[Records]

>> Begin

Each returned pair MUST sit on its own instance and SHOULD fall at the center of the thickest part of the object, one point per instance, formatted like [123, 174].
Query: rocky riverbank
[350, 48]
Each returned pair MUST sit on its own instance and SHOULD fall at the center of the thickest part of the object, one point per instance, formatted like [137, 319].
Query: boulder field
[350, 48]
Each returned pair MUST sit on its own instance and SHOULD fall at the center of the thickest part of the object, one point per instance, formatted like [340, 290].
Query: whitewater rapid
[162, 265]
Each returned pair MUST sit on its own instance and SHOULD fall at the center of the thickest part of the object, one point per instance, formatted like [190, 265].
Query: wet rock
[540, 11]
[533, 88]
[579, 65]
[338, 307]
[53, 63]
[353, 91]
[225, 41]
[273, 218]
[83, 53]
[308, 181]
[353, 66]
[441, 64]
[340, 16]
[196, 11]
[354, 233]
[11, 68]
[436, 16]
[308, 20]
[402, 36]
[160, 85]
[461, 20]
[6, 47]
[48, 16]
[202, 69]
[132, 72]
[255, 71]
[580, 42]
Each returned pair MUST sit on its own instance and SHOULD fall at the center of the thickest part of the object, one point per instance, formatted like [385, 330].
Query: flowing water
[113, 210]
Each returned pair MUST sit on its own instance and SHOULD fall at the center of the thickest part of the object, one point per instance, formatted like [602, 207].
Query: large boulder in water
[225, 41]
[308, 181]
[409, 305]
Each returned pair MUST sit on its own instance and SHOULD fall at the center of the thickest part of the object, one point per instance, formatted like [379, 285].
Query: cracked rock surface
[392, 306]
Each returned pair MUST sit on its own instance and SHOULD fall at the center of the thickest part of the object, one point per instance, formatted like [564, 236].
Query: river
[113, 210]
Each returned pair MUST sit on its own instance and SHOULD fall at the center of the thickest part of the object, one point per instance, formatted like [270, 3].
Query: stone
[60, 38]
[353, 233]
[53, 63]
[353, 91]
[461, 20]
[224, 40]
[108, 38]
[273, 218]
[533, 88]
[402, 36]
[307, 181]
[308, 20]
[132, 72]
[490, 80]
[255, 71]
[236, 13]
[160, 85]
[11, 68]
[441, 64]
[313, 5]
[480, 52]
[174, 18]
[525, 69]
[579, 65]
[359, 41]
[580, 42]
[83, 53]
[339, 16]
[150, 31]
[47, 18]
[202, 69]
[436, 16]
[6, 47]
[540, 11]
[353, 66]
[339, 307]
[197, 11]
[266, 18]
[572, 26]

>> End

Give back exactly the lines beginning at the one with "like [385, 330]." and ending at the final line of the material; both boundary lines belong in it.

# Reply to the task
Each returned pair MUST sit on its own instance and SHOULD fall at the center of the thickest part of the object, one point per instance, formatted like [385, 330].
Query: flowing water
[113, 210]
Each returned pair MUST sit on its own instance and SHOULD fall at the center of the thickest part of the object, one point per instance, formatted like [602, 207].
Query: large boulder in water
[225, 41]
[308, 181]
[409, 305]
Each returned pair MUST sit on its own instance and SHOULD fall at the center of the thickest part of the object, one point per instance, formatted like [379, 285].
Query: cracked rock surface
[392, 306]
Each returned pair MUST sit on its own instance and SHOULD fall at the center of the thickest part of the object, one point per instance, formatted like [564, 236].
Query: river
[113, 210]
Each returned pair MUST sit on its own instance and SHOULD fall at the center of the thickest part of the object, one point per instance, formatted like [270, 3].
Query: stone
[60, 38]
[353, 233]
[53, 63]
[353, 91]
[461, 20]
[224, 40]
[108, 38]
[273, 218]
[533, 88]
[402, 36]
[307, 181]
[308, 20]
[132, 72]
[490, 80]
[255, 71]
[236, 13]
[160, 85]
[11, 68]
[441, 64]
[313, 5]
[480, 52]
[174, 18]
[525, 69]
[579, 65]
[359, 41]
[580, 42]
[83, 53]
[339, 16]
[150, 31]
[47, 18]
[202, 69]
[436, 16]
[6, 47]
[540, 11]
[353, 66]
[339, 307]
[197, 11]
[266, 18]
[572, 26]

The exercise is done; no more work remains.